| Set tasks |
A) Gather every line of the records that contains the word "leaf". Case counts.
B) Carry the forum thread about the ESB overcharge forward from the point where it stops.

| Page excerpt |
····················

# Who can I complain to about the ESB: €800 overcharged.



## caryatnid (2 Oct 2008)

Hi, I have an issue with the ESB who owe me in access of 800e due to overcharging. I am trying to get this refund for many months now, and have also cancelled my account with them. Please does anyone know who I can complain to to get my money? I cannot find anything online so far.

Kind Regards.


----------



## Sunny (2 Oct 2008)

*Re: Who can I complain to about the ESB*

The regulator?

http://www.cer.ie/en/consumer-information-overview.aspx


----------



## caryatnid (2 Oct 2008)

*Re: Who can I complain to about the ESB*

Thanks, I've sent a mail to cct@cer.ie, and if I can find anyone else to complain to, I will post here.


----------



## ClubMan (2 Oct 2008)

*Re: Who can I complain to about the ESB*

[broken link removed] 										[broken link removed]


----------



## caryatnid (2 Oct 2008)

*Re: Who can I complain to about the ESB*



ClubMan said:


> [broken link removed]                                         [broken link removed]


Thanks - I've mailed the Regulator and the ESB complaints process doesn't seem to work at all for me. I've been communicating with them quite literally for months, I have clearly been overcharged, the account shut down, as far as I can see the reason I haven't received the cheque has been due to plain laziness. That's why I feel I need the help of a higher authority.


----------



## colin79ie (2 Oct 2008)

*Re: Who can I complain to about the ESB*

They are answerable to no-one, much like most state agencies


----------



## ClubMan (2 Oct 2008)

*Re: Who can I complain to about the ESB*



colin79ie said:


> They are answerable to no-one much like most state agencies


Neither of these comments is actually true.


----------



## bond-007 (2 Oct 2008)

*Re: Who can I complain to about the ESB*

Effectively they are true.


----------



## ClubMan (2 Oct 2008)

*Re: Who can I complain to about the ESB*



bond-007 said:


> Effectively they are true.


No


There is an energy regulator as mentioned above
For state bodies there is an ombudsman
_ESB _is not a "state agency"


----------



## marwal (2 Oct 2008)

*Re: Who can I complain to about the ESB*

the esb are a total nightmare to deal with whether its on a building site ,in a meeting or as a domestic customer.most of the employees (not all) are heavily unionisied and will exercise their right to make life difficult for anyone who crosses them!They have to be handled like eggs


----------



## bond-007 (2 Oct 2008)

*Re: Who can I complain to about the ESB*

I can confirm their call centre is a nightmare to deal with.


----------



## Lollix (3 Oct 2008)

····················

| Records |
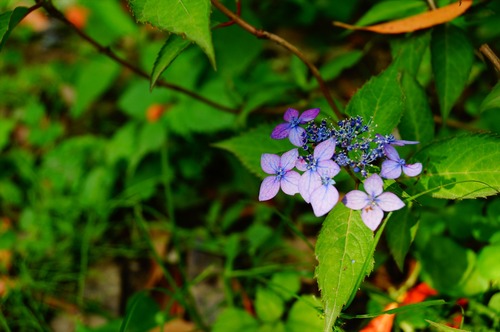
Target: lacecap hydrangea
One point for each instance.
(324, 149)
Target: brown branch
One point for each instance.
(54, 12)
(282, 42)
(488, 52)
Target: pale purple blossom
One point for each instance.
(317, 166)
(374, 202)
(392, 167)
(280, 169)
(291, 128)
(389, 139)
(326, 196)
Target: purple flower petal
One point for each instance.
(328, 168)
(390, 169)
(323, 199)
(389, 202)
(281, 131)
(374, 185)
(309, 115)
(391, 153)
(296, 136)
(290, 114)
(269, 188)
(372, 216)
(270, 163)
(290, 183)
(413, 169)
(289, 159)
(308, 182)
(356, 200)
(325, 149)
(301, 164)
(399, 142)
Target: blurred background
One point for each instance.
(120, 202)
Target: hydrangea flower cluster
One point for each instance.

····················

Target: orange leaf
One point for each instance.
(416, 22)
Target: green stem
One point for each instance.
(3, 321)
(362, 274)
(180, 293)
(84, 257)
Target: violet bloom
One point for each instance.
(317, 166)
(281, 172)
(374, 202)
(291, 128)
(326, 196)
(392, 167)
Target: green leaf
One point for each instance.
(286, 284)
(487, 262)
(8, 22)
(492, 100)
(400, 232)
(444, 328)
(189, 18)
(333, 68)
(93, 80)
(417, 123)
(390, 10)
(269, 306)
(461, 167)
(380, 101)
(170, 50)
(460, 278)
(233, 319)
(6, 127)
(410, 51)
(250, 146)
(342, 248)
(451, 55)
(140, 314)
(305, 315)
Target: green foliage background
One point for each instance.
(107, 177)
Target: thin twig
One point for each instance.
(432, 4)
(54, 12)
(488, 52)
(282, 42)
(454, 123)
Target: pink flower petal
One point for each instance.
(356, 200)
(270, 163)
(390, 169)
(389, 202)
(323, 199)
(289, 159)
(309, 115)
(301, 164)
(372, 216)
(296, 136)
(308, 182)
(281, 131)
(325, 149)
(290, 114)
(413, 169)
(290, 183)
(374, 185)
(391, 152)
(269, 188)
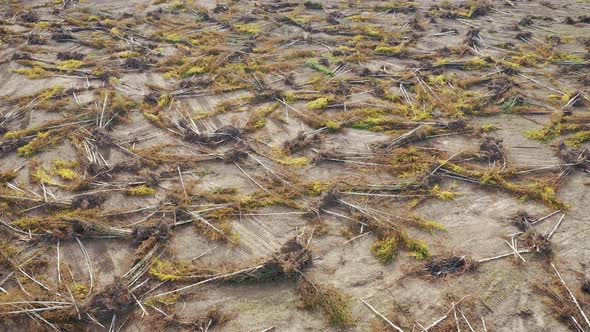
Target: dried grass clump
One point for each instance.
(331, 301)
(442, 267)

····················

| Answers for the exercise |
A)
Target: orange leaf
Target: green leaf

B)
*Re: Who can I complain to about the ESB*

I have found the ESB call centre to be one of the better ones, but maybe I've just been lucky the few times I rang them. 1850 372 372 is worth a try, if you get a fairly decent person they should sort you out. Don't attack them, appeal to their better nature and tell them you want to nail this issue once and for all.


----------



## marwal (3 Oct 2008)

*Re: Who can I complain to about the ESB*



Lollix said:


> I have found the ESB call centre to be one of the better ones, but maybe I've just been lucky the few times I rang them. 1850 372 372 is worth a try, if you get a fairly decent person they should sort you out. Don't attack them, appeal to their better nature and tell them you want to nail this issue once and for all.


 in other words handle them like eggs


----------



## bond-007 (3 Oct 2008)

*Re: Who can I complain to about the ESB*

Indeed.


----------



## Hillsalt (3 Oct 2008)

caryatnid said:


> Hi, I have an issue with the ESB who owe me in access of 800e due to overcharging. I am trying to get this refund for many months now, and have also cancelled my account with them. Please does anyone know who I can complain to to get my money? I cannot find anything online so far.
> 
> Kind Regards.



Does your closing bill say  *€800  due to you*? If you don't have that, then you've got hard battle to fight.


----------



## picene (4 Oct 2008)

if your last bill says 800 credit then send a bill telling them they have 30 days to pays or you will be charging them interest per day


----------



## jhegarty (4 Oct 2008)

Small claims case possible ?


----------



## bond-007 (4 Oct 2008)

Nope, small claims cannot be used to collect a debt.


----------



## caryatnid (6 Oct 2008)

Hillsalt said:


> Does your closing bill say *€800 due to you*? If you don't have that, then you've got hard battle to fight.


Hi - yes it does. When I talk to them there is no issue agreeing that I am owed the money - I have the issue actually getting the cheque.


----------



## bamboozle (6 Oct 2008)

i'd actually mail a local TD or councillor and get them on the case!  some can be very helpful!


----------



## Nutso (7 Oct 2008)

Do you have a current ESB account in a different property?  I have had more success transferring credit on one account to another than actually getting a cheque paid out.  It might be another option.


----------



## amisafe (16 Oct 2008)

You cancelled your ESB account> Just curious , do you no longer have an electricity supply??


----------



## extopia (16 Oct 2008)

ESB is not the only electricity provider in the country.


----------



## amisafe (20 Oct 2008)

extopia said:


> ESB is not the only electricity provider in the country.


 
Really? Thats news to me! Who else provides electricity in Ieland?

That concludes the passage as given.